### INSTRUCTIONS TO FOLLOW
Please set out the rows below as a numbered list, leaving out any blank lines and every picture.
- - -
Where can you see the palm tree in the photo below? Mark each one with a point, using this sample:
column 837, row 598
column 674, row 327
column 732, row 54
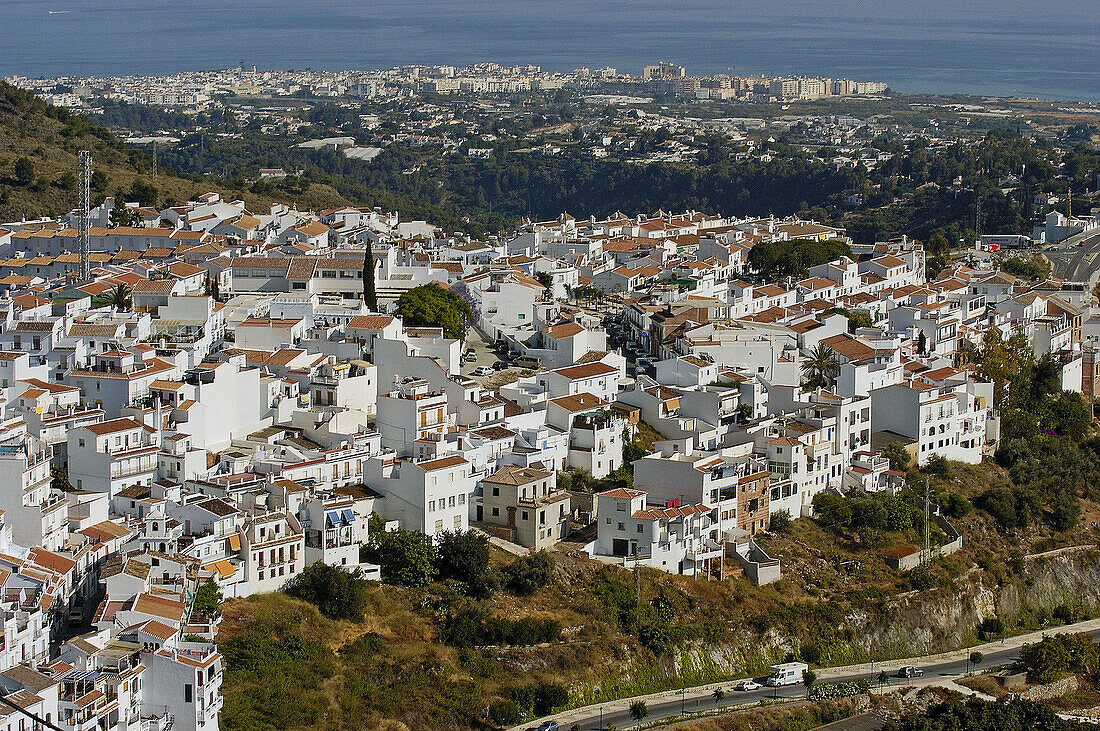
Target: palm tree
column 119, row 298
column 820, row 367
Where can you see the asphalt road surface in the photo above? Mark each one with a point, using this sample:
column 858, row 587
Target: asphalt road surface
column 1076, row 262
column 670, row 705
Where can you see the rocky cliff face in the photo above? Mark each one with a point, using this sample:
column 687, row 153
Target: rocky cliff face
column 914, row 623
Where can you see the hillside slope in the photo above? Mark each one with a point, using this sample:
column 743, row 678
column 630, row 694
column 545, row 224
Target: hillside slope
column 51, row 137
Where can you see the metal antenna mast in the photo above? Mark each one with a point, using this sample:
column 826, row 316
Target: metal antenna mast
column 926, row 556
column 85, row 242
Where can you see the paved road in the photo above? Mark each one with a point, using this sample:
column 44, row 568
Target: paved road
column 1074, row 262
column 938, row 669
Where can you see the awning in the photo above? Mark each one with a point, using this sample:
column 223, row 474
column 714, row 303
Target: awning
column 223, row 568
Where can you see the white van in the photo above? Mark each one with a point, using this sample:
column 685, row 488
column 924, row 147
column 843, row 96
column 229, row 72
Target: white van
column 785, row 674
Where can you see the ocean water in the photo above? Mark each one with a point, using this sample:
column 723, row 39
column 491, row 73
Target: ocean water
column 1004, row 47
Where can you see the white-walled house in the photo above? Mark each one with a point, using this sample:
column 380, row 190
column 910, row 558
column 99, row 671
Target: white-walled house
column 112, row 455
column 673, row 538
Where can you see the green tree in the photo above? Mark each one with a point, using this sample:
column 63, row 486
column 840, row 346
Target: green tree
column 549, row 697
column 336, row 593
column 820, row 367
column 406, row 557
column 207, row 598
column 780, row 521
column 504, row 712
column 898, row 455
column 123, row 216
column 119, row 297
column 463, row 555
column 370, row 294
column 430, row 306
column 528, row 574
column 58, row 479
column 24, row 172
column 809, row 677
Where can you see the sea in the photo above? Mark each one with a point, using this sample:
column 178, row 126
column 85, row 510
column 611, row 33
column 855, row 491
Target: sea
column 1047, row 50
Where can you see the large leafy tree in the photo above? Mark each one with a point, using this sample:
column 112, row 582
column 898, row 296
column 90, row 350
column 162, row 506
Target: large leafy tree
column 336, row 593
column 820, row 367
column 463, row 555
column 430, row 306
column 370, row 294
column 406, row 557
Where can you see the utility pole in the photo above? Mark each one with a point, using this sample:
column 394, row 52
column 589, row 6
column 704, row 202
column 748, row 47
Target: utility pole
column 85, row 221
column 926, row 555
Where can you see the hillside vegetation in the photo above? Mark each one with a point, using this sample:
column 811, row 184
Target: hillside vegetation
column 444, row 656
column 39, row 148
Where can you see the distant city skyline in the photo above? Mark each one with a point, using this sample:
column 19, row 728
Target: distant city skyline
column 987, row 47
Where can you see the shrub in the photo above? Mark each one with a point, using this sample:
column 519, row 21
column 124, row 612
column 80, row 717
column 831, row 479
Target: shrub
column 956, row 506
column 780, row 522
column 655, row 637
column 463, row 555
column 922, row 578
column 528, row 574
column 472, row 627
column 406, row 557
column 549, row 697
column 937, row 465
column 1047, row 658
column 898, row 455
column 504, row 712
column 334, row 591
column 990, row 628
column 207, row 598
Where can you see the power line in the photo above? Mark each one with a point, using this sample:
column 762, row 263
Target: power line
column 85, row 223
- - -
### COMPLETE OUTPUT
1. Where can you see the palm tree in the photo below? Mark each one with a point, using this sample:
2. column 837, row 598
3. column 674, row 327
4. column 732, row 54
5. Target: palm tree
6. column 119, row 298
7. column 820, row 367
8. Where can you see the asphalt road surface in the photo above? Mark each one with a point, using this sample:
9. column 858, row 587
10. Target: asphalt road surface
11. column 1076, row 262
12. column 670, row 705
13. Where can you see the rocky cliff face in the photo above? Mark each one with a point, using this sample:
14. column 687, row 153
15. Target: rocky cliff face
16. column 914, row 623
17. Where can you see the hillside slope in the photo above? Mark each one with a point, using this sample:
18. column 743, row 678
19. column 630, row 694
20. column 545, row 224
21. Target: hillside slope
22. column 51, row 137
23. Where can you see the metal antenna mast in the photo above? Mark each one with a point, using this sample:
24. column 826, row 316
25. Target: metal antenna mast
26. column 926, row 556
27. column 85, row 242
28. Where can you see the paved road in the photo above? Mark each one with a point, using this sample:
29. column 44, row 568
30. Target: paved road
31. column 1074, row 262
32. column 938, row 669
33. Where can you see the awning in the photo above? Mark each one with a point, using this sample:
34. column 223, row 474
35. column 714, row 303
36. Target: awning
37. column 223, row 568
38. Where can you see the white van in the photo above? Mark each one with a point, using this sample:
39. column 685, row 488
40. column 924, row 147
41. column 843, row 96
42. column 229, row 72
43. Target: white van
44. column 785, row 674
45. Where can you see the ocean water in the photo above? Mark each one with a point, using this sample:
46. column 723, row 39
47. column 491, row 73
48. Target: ocean water
49. column 1004, row 47
50. Where can you see the white-walled house in the photo above? Mark each one with a point, using this sample:
51. column 380, row 190
52. column 910, row 558
53. column 99, row 671
54. Target: white-walled house
55. column 112, row 455
56. column 673, row 538
57. Where can you see the green tree in the photo above? Mark each one with a point, using this sample:
58. column 63, row 486
59. column 840, row 346
60. Target: green tree
61. column 549, row 697
62. column 336, row 593
63. column 820, row 367
64. column 406, row 557
65. column 207, row 598
66. column 780, row 521
67. column 504, row 712
68. column 898, row 455
69. column 123, row 216
70. column 119, row 297
71. column 463, row 555
72. column 370, row 294
73. column 430, row 306
74. column 528, row 574
75. column 58, row 479
76. column 24, row 172
77. column 809, row 677
78. Where can you see the sea in the photo above? Mark each one with a point, using this sample:
79. column 178, row 126
80. column 85, row 510
81. column 611, row 33
82. column 855, row 491
83. Target: sea
84. column 1047, row 50
85. Where can you see the large leafy tree in the photo above? Mark each one with a point, using this sample:
86. column 112, row 582
87. column 898, row 296
88. column 90, row 350
89. column 162, row 506
90. Target: large leafy tree
91. column 336, row 593
92. column 820, row 367
93. column 463, row 555
94. column 430, row 306
95. column 370, row 294
96. column 406, row 557
97. Where can you see the utility pole in the photo above? Mark each one with a point, using this sample:
98. column 394, row 52
99. column 589, row 6
100. column 704, row 202
101. column 748, row 47
102. Target: utility pole
103. column 85, row 221
104. column 926, row 555
105. Where can you see the hillside vegetation in the photo above? Mark each one with a point, using this sample:
106. column 811, row 184
107. Target: hillside vegetation
108. column 444, row 656
109. column 39, row 148
110. Where can you see the distant city skyline in the photo above? Mark each one with a point, using this sample:
111. column 19, row 728
112. Target: distant city skyline
113. column 987, row 47
114. Where can you see the shrub in the photo above? Mark each one with a point, using this sample:
115. column 519, row 21
116. column 124, row 612
117. column 80, row 717
118. column 831, row 479
119. Target: shrub
120. column 956, row 506
121. column 780, row 522
122. column 655, row 637
123. column 463, row 555
124. column 922, row 578
125. column 528, row 574
126. column 472, row 627
127. column 406, row 557
128. column 549, row 697
129. column 937, row 465
130. column 1047, row 658
131. column 898, row 455
132. column 504, row 712
133. column 334, row 591
134. column 990, row 628
135. column 207, row 598
136. Where can you see the power line in the photo above? Mark each one with a point, using this sample:
137. column 762, row 263
138. Target: power line
139. column 85, row 223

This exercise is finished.